## What to do
Could you update these rows by putting "orange silk dress" where "orange satin dress" appears, leaving everything else as it is and omitting the pictures?

— START OF The data —

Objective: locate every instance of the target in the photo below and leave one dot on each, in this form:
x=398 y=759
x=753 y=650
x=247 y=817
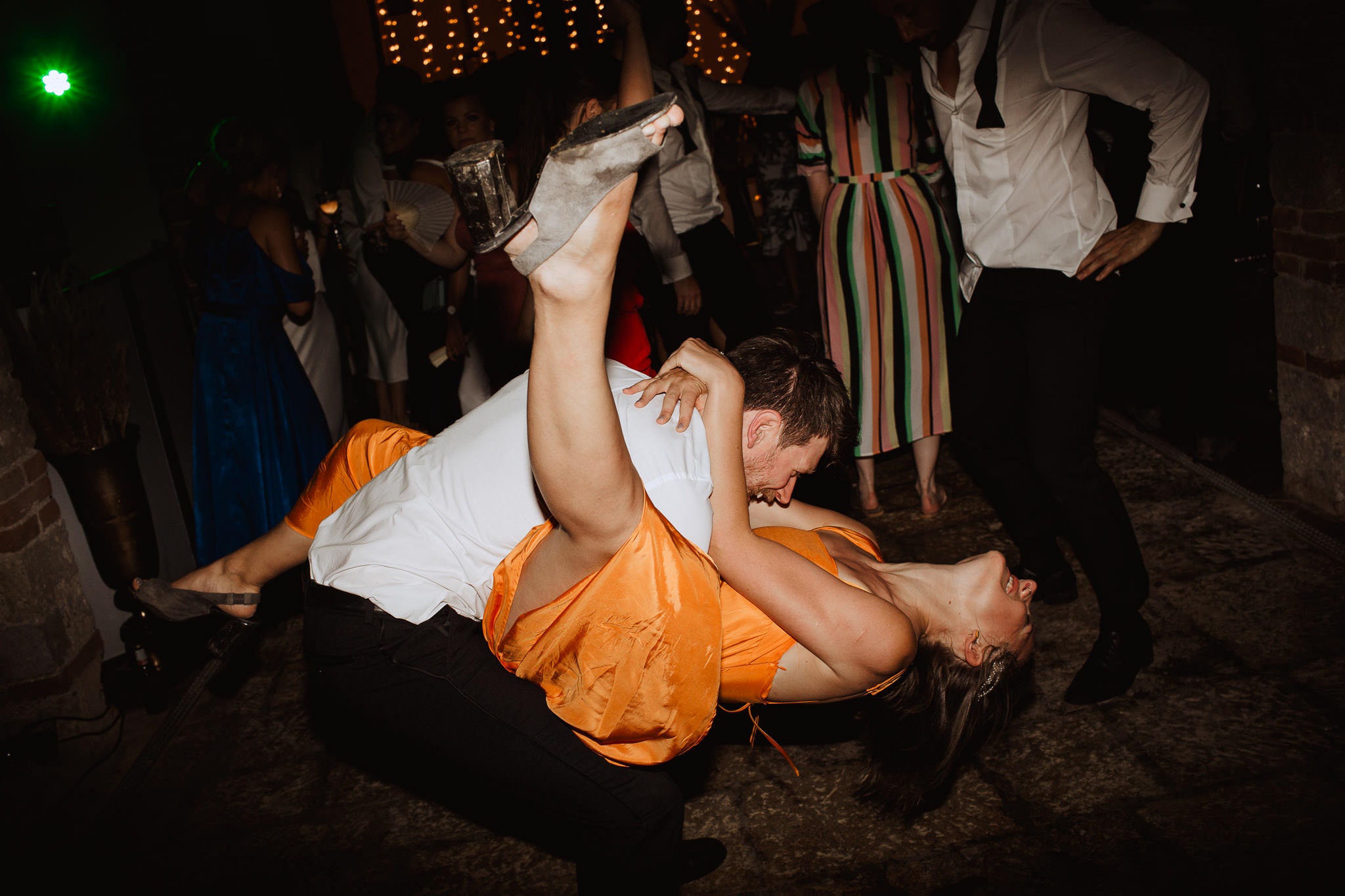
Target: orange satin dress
x=630 y=654
x=752 y=644
x=625 y=656
x=368 y=449
x=636 y=654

— END OF The data —

## Written answer
Objective: locate every instance of the target in the photo below and leave one dot on each, in this form:
x=398 y=759
x=753 y=650
x=247 y=817
Target: orange silk dress
x=630 y=654
x=752 y=644
x=625 y=656
x=368 y=449
x=636 y=654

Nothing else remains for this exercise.